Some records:
— start —
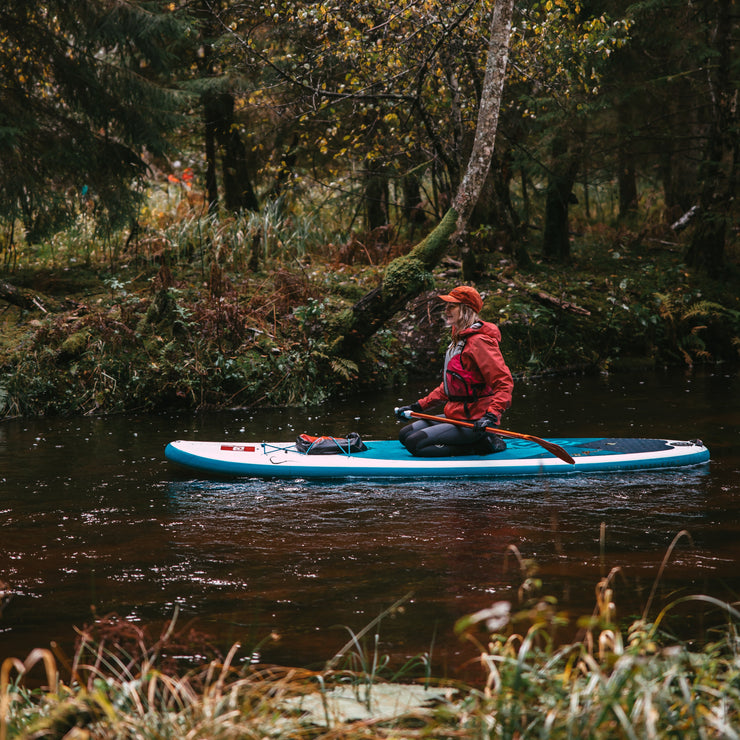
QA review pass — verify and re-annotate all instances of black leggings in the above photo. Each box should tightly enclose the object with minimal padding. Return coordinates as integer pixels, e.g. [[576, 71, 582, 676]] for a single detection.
[[398, 419, 486, 457]]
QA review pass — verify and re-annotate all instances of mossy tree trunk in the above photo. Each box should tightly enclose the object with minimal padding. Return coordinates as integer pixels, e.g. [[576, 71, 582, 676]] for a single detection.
[[335, 0, 514, 357]]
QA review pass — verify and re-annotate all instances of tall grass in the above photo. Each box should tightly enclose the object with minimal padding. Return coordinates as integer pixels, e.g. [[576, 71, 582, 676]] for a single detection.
[[0, 532, 740, 740]]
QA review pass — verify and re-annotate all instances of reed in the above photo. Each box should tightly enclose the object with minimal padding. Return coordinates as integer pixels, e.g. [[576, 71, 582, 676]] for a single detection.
[[0, 548, 740, 740]]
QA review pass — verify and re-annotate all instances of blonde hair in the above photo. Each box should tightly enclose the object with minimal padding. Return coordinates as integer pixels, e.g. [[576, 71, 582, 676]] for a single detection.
[[452, 303, 480, 338]]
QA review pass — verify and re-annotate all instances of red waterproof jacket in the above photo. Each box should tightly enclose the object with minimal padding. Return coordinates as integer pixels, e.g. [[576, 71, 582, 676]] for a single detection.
[[419, 321, 514, 420]]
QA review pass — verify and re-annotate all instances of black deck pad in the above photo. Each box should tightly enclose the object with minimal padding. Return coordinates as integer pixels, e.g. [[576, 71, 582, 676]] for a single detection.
[[576, 437, 673, 454]]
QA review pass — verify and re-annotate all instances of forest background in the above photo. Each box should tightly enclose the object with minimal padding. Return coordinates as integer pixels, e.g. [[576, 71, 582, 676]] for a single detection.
[[0, 0, 740, 417]]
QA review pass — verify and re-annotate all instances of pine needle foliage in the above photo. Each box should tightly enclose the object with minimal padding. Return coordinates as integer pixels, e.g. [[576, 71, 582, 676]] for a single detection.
[[0, 0, 194, 242]]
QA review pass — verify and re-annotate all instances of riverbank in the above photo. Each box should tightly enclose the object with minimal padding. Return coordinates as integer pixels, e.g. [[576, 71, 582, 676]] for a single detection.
[[0, 217, 740, 417], [5, 584, 740, 740]]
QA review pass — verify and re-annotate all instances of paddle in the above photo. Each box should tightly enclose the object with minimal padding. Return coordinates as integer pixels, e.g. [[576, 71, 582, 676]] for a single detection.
[[404, 411, 576, 465]]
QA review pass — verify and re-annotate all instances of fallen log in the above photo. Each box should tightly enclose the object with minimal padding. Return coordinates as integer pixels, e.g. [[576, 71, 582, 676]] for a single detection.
[[0, 280, 80, 313], [498, 277, 591, 316]]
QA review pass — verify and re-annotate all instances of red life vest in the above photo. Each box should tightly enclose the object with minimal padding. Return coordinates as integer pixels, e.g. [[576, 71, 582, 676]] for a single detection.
[[444, 342, 493, 403]]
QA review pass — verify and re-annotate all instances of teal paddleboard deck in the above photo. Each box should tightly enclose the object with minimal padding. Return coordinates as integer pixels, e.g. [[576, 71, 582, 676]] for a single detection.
[[165, 437, 709, 479]]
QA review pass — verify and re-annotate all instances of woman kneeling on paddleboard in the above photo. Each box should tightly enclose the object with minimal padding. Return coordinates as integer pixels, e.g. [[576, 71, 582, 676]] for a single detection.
[[396, 285, 514, 457]]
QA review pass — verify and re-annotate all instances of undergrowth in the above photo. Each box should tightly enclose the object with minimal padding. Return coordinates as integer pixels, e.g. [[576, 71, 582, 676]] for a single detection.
[[0, 184, 740, 417]]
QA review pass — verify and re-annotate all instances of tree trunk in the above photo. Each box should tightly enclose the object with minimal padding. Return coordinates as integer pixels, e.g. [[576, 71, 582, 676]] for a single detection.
[[542, 134, 581, 264], [617, 103, 637, 219], [686, 0, 739, 276], [336, 0, 514, 357], [202, 93, 218, 214], [365, 158, 389, 233]]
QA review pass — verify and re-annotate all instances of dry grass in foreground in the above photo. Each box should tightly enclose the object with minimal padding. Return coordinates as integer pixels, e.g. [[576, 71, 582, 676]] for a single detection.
[[0, 533, 740, 740]]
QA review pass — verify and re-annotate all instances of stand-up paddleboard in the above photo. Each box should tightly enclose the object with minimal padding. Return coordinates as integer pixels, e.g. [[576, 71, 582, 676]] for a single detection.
[[165, 437, 709, 479]]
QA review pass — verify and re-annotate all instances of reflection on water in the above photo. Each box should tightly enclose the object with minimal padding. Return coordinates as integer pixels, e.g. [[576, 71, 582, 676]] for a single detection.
[[0, 374, 740, 673]]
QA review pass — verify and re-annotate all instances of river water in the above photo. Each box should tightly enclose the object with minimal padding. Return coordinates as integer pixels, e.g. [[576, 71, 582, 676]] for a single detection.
[[0, 370, 740, 676]]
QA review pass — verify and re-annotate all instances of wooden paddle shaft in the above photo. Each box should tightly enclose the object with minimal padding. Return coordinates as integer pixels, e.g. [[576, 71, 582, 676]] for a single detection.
[[398, 411, 576, 465]]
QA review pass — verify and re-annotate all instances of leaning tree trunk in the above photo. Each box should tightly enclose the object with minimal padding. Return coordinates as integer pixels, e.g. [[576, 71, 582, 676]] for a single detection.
[[686, 0, 740, 277], [336, 0, 514, 357]]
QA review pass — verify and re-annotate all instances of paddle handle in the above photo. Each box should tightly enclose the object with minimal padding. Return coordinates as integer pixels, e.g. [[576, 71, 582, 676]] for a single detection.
[[396, 408, 576, 465]]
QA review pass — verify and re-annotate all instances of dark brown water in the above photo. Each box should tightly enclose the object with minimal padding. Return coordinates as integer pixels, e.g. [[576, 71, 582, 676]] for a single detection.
[[0, 371, 740, 675]]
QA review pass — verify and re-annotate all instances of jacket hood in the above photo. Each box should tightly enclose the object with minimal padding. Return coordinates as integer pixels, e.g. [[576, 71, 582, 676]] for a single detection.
[[459, 321, 501, 342]]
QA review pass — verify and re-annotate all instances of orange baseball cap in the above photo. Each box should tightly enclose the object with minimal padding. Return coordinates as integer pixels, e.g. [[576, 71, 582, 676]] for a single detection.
[[439, 285, 483, 313]]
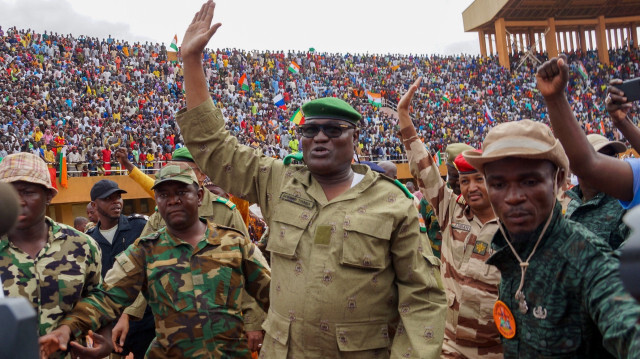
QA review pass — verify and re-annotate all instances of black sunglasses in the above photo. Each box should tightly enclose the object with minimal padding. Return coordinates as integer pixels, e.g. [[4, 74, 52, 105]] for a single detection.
[[298, 123, 355, 138]]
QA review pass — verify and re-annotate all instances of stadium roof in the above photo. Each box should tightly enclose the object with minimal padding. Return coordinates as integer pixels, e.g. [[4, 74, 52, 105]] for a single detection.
[[462, 0, 640, 32]]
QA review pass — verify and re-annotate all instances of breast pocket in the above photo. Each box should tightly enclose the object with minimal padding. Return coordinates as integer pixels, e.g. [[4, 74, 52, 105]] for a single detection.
[[341, 215, 392, 269], [267, 202, 312, 259]]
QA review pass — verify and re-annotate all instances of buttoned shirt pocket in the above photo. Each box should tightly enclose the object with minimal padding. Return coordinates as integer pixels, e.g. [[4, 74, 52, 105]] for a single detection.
[[341, 215, 392, 270], [336, 321, 390, 359], [260, 310, 291, 359], [267, 203, 311, 259]]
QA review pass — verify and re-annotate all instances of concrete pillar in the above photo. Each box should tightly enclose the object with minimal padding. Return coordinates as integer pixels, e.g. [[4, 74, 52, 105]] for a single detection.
[[478, 30, 487, 58], [596, 15, 609, 65], [495, 17, 511, 70], [578, 26, 587, 54], [545, 17, 558, 58]]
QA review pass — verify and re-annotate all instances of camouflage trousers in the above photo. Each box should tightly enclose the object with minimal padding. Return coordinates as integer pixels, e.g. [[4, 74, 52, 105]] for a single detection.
[[441, 336, 503, 359]]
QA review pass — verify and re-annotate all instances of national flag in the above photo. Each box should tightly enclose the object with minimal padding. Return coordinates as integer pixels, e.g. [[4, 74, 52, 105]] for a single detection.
[[169, 35, 178, 52], [367, 91, 382, 107], [289, 109, 304, 125], [238, 73, 249, 91], [433, 150, 442, 167], [576, 61, 589, 81], [273, 94, 287, 110], [484, 103, 493, 123], [289, 61, 300, 74], [60, 150, 69, 188]]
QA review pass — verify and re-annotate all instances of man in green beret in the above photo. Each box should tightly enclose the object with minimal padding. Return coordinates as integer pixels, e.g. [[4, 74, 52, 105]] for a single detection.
[[40, 162, 270, 359], [112, 147, 268, 351], [172, 2, 446, 359]]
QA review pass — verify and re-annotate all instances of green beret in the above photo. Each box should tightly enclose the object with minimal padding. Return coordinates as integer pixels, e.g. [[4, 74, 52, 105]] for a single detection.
[[302, 97, 362, 126], [444, 143, 474, 166], [171, 147, 195, 162]]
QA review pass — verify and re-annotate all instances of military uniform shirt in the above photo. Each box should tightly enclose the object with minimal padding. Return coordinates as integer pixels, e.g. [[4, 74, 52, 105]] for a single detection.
[[565, 185, 629, 249], [61, 220, 270, 358], [488, 204, 640, 359], [177, 101, 445, 359], [0, 217, 101, 357]]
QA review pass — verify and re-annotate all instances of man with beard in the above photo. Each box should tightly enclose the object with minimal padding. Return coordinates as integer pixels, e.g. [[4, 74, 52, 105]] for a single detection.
[[87, 180, 155, 359], [40, 163, 270, 359], [172, 1, 446, 359], [398, 79, 502, 359], [463, 119, 640, 359]]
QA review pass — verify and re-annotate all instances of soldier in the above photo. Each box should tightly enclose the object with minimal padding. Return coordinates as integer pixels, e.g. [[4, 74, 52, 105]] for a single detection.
[[177, 1, 445, 359], [112, 147, 268, 351], [463, 119, 640, 359], [40, 163, 270, 359], [398, 78, 502, 359], [87, 180, 155, 359], [565, 133, 629, 249], [0, 152, 112, 358]]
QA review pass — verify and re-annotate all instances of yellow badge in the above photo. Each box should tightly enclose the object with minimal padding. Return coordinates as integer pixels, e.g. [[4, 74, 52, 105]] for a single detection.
[[493, 300, 516, 339]]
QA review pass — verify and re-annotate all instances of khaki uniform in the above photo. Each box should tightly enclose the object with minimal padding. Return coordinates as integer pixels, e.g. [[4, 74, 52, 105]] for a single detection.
[[178, 101, 445, 359], [402, 128, 502, 358]]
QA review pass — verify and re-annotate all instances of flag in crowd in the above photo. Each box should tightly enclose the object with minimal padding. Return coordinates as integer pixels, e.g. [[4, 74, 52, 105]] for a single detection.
[[484, 103, 493, 123], [238, 73, 249, 91], [273, 94, 287, 110], [169, 35, 178, 52], [289, 61, 300, 74], [289, 109, 304, 125], [367, 91, 382, 107]]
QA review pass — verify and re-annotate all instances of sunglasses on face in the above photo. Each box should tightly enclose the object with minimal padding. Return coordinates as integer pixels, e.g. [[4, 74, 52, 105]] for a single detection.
[[298, 123, 355, 138]]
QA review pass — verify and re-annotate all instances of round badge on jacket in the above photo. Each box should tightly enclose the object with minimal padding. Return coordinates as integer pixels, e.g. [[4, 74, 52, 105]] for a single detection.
[[493, 300, 516, 339]]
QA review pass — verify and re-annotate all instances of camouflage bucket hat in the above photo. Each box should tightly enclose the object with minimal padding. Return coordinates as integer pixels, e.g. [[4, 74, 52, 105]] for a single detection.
[[151, 162, 198, 189], [462, 120, 569, 173], [0, 152, 58, 195]]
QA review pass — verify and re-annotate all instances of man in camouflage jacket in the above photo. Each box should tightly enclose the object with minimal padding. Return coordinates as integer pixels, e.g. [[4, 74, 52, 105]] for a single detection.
[[41, 163, 270, 358]]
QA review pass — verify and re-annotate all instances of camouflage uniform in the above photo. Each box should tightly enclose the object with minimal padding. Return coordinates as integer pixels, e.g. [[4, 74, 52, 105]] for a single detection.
[[565, 185, 629, 249], [402, 127, 502, 358], [488, 204, 640, 359], [0, 217, 102, 356], [178, 101, 445, 359], [419, 198, 442, 258], [60, 219, 270, 358], [135, 188, 268, 331]]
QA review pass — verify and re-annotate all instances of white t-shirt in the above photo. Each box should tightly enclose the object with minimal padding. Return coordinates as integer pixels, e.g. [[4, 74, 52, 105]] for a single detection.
[[100, 226, 118, 244]]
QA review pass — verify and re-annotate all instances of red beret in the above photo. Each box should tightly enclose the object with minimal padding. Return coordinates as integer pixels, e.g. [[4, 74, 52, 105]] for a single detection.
[[453, 150, 482, 174]]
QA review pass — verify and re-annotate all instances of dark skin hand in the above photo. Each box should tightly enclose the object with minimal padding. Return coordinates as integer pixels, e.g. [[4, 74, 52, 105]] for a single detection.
[[536, 55, 633, 201]]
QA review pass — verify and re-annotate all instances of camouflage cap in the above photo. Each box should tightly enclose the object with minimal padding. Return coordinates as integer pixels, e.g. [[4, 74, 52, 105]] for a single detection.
[[151, 162, 198, 189], [171, 147, 194, 162], [444, 143, 474, 166], [0, 152, 58, 195], [302, 97, 362, 126]]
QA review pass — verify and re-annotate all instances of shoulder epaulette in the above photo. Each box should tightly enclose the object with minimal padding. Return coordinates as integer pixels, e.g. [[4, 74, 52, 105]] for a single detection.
[[282, 152, 303, 166], [215, 197, 236, 209], [215, 223, 244, 237], [127, 214, 150, 221], [380, 174, 413, 199]]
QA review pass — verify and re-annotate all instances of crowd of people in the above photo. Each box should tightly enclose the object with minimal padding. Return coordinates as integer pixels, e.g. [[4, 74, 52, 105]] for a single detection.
[[0, 27, 640, 176]]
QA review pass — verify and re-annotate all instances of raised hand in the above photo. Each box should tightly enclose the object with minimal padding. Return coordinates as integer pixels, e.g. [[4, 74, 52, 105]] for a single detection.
[[398, 77, 422, 128], [536, 55, 569, 100], [180, 0, 222, 59]]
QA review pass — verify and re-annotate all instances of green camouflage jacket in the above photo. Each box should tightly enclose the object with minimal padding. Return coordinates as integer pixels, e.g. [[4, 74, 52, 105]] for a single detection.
[[61, 220, 271, 358], [565, 185, 629, 249], [487, 204, 640, 359], [0, 217, 102, 357]]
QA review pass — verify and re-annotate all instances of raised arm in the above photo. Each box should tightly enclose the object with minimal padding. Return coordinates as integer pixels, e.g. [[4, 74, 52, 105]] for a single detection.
[[180, 0, 222, 110], [536, 55, 633, 201]]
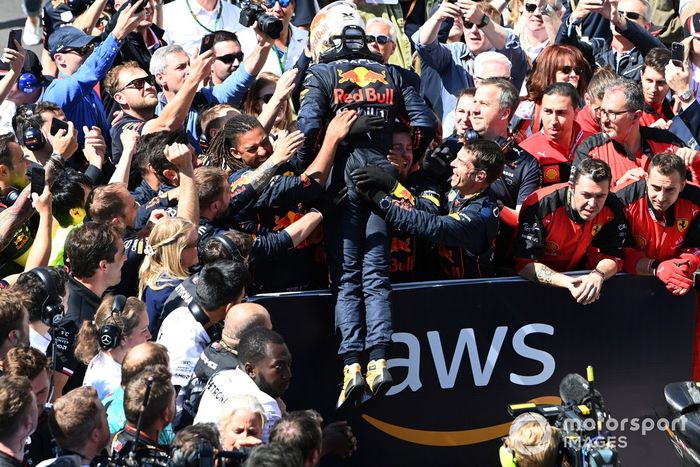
— end —
__Objective__. Render the part of the listing that opens with the line containing "QA review pass — verify and re-annotate all instances of pine" and closes with the line containing "[[404, 411, 576, 465]]" as a numbered list, including both of those lines and leaving out any blank lines.

__Response to the exercise__.
1. QA review pass — verify and re-annotate all instances of pine needle foliage in the above photo. Each box should tightly enclose the object with minimal padding. Return coordinates as integer pixels, e.g. [[576, 71, 582, 676]] for a single detection.
2. [[0, 0, 194, 242]]
3. QA review pass — verify and re-annotate all instances of riverbank in the above photo. Each box should tightly enclose the object with minimal padding. Return coordinates as integer pixels, e.g. [[576, 71, 582, 676]] for a single detection.
4. [[0, 217, 740, 417], [5, 584, 740, 740]]
5. QA review pass — verify and re-annotate all instances of paddle in the above photo. Each box should tightly enclose the object with minimal padding. Return coordinates as integer pixels, e.g. [[576, 71, 582, 676]] for a single detection.
6. [[404, 411, 576, 465]]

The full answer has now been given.